▶ **Exercise details**: Write out the whole listing word for word.

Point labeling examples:
▬▬▬▬▬▬

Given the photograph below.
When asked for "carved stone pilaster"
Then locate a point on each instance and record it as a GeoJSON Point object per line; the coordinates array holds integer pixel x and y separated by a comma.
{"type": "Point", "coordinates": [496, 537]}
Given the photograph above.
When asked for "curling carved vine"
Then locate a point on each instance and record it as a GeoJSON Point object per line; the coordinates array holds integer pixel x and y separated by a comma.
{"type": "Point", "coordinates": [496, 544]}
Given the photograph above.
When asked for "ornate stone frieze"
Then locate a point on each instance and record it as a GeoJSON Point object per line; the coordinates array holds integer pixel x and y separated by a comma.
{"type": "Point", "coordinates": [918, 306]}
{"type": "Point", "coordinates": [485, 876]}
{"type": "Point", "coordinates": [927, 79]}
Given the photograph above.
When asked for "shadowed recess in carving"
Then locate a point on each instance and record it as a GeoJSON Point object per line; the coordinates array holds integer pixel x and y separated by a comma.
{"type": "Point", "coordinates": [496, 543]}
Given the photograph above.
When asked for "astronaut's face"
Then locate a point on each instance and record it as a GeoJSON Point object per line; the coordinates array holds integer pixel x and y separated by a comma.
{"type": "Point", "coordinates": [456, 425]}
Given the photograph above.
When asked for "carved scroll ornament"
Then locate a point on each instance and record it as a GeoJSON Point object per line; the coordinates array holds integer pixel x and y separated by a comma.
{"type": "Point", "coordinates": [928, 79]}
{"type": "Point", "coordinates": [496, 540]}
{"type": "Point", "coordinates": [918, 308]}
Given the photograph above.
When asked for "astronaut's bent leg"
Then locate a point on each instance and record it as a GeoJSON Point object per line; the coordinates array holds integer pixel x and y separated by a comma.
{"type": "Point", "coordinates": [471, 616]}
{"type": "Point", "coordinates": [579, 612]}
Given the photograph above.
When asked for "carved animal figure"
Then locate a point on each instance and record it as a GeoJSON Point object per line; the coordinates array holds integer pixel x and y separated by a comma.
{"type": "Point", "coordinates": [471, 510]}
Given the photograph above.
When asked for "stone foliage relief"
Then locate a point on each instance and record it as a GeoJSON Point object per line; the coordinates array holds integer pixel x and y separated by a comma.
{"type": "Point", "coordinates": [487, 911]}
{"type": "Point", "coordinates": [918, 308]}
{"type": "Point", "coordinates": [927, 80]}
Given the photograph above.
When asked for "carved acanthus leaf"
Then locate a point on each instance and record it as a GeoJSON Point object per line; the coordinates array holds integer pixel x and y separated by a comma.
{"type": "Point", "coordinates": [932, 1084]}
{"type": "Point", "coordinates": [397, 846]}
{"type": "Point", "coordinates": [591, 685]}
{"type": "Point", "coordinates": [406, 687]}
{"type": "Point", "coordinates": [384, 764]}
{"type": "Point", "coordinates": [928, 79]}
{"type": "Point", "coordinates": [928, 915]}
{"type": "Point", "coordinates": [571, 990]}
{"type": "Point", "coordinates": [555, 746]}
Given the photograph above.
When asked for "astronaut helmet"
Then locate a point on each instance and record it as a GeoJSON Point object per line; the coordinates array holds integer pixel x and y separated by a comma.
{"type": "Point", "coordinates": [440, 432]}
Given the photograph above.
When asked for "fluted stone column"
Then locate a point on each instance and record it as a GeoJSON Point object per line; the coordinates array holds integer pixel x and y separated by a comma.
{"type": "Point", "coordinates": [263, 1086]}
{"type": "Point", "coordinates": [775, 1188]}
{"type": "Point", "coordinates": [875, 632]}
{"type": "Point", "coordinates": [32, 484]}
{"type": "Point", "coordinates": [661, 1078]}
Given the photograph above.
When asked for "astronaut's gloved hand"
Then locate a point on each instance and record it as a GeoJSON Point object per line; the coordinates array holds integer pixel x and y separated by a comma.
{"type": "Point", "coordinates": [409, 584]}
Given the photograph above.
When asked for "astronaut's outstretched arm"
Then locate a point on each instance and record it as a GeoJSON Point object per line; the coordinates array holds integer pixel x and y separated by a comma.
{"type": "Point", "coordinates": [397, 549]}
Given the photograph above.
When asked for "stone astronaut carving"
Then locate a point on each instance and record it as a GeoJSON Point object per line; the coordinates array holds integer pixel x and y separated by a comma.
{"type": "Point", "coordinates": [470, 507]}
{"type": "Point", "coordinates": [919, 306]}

▬▬▬▬▬▬

▶ **Response below**:
Given the photograph below.
When asked for "carved stone pilaster"
Then locate a point on each instance and record it as a GeoJSON Point object per line; the coordinates array holds integer pixel x and y separated by a comma.
{"type": "Point", "coordinates": [496, 537]}
Given the photograph above.
When asked for "curling carved vine"
Then locate a point on each instance and record it as a GeoJSON Point object per line; the coordinates array holds integer pixel x and y separated by a comma.
{"type": "Point", "coordinates": [496, 544]}
Given the photograph above.
When asked for "ornate stone frieze"
Then locate a point on each instance and record it as a GeoJSON Point object per line; the coordinates array holds integer pixel x and y separated by a comma.
{"type": "Point", "coordinates": [918, 306]}
{"type": "Point", "coordinates": [485, 876]}
{"type": "Point", "coordinates": [927, 79]}
Given the photograph above.
When asked for "shadowed recess in carving"
Then locate a point on each instance and record it as a GeoJSON Point object per line; the coordinates array holds integer pixel x and y separated by a comma.
{"type": "Point", "coordinates": [496, 543]}
Given the photograph above.
When asked for "astronaut's face"
Then locate a point on each instance and record it as a GeoJSON Point object per line; the coordinates array holds integer pixel x and y separated by a comma.
{"type": "Point", "coordinates": [456, 425]}
Given the photograph above.
When asked for "carved scroll ornament"
Then locate a point on each instance and record it as a GeoJSON Point object per line; the coordinates array holds integer pixel x and y separated by a comma.
{"type": "Point", "coordinates": [928, 79]}
{"type": "Point", "coordinates": [496, 540]}
{"type": "Point", "coordinates": [918, 308]}
Given the photograph above.
When asked for "astronaut's bent leg"
Then locate a point on each instance and record it as a GeoJSON Point object per line; the coordinates array holds integer pixel x and y separated by a comma.
{"type": "Point", "coordinates": [471, 616]}
{"type": "Point", "coordinates": [579, 612]}
Given the photograph above.
When asked for "carved animal figure"
Then locate a point on each instance and record it as a GeoJSON Point object per line; the coordinates array holds integer pixel x and y separated by a comma.
{"type": "Point", "coordinates": [471, 510]}
Given the photograph above.
When asked for "stone foliage relief"
Then locate a point on each instance and record it as a GeoJSON Point object per line; the coordinates array holds integer pixel x and y separated by a comma.
{"type": "Point", "coordinates": [487, 911]}
{"type": "Point", "coordinates": [918, 308]}
{"type": "Point", "coordinates": [927, 80]}
Given the photograph above.
When asked for "carved acanthus leaf"
Then locate a point on each instance and record it as a GeoJSON Point object per line; the coordinates array holds integer pixel x and y separated by a comma.
{"type": "Point", "coordinates": [932, 1084]}
{"type": "Point", "coordinates": [397, 846]}
{"type": "Point", "coordinates": [591, 685]}
{"type": "Point", "coordinates": [406, 687]}
{"type": "Point", "coordinates": [384, 764]}
{"type": "Point", "coordinates": [928, 79]}
{"type": "Point", "coordinates": [928, 915]}
{"type": "Point", "coordinates": [571, 990]}
{"type": "Point", "coordinates": [555, 746]}
Given the photograph above.
When asked for "astronaut helmet"
Then locate a point on each instance and record it as a GeoJSON Point object per line; the coordinates array holds integer pixel x and y separated by a comma.
{"type": "Point", "coordinates": [440, 432]}
Given the photograph above.
When asked for "fluted stone column"
Then locate a point on each instance and record it as a GeoJSON Point object per line; the coordinates array holds integer pixel x and y separated by a comma.
{"type": "Point", "coordinates": [263, 1086]}
{"type": "Point", "coordinates": [775, 1188]}
{"type": "Point", "coordinates": [875, 632]}
{"type": "Point", "coordinates": [32, 484]}
{"type": "Point", "coordinates": [661, 1078]}
Given the photograph above.
When asked for "astronaut's gloved hand"
Then locate a point on each instance and record it as a GeoJSON Point object per line; the coordinates array holds integer pixel x and y separated by a comma.
{"type": "Point", "coordinates": [409, 584]}
Given the photograph above.
When asked for "astronaut's outstretched arm"
Then locate a point on each instance and record it as a GeoJSON Point object per line; the coordinates array holds integer pixel x and y separated by a comma.
{"type": "Point", "coordinates": [397, 549]}
Given the photograph above.
When asked for "stone astronaut carving"
Then locate a point on each instance and record it as a GeoJSON Point object per line; the coordinates array holds integer pixel x and y separated by a comma.
{"type": "Point", "coordinates": [470, 507]}
{"type": "Point", "coordinates": [919, 306]}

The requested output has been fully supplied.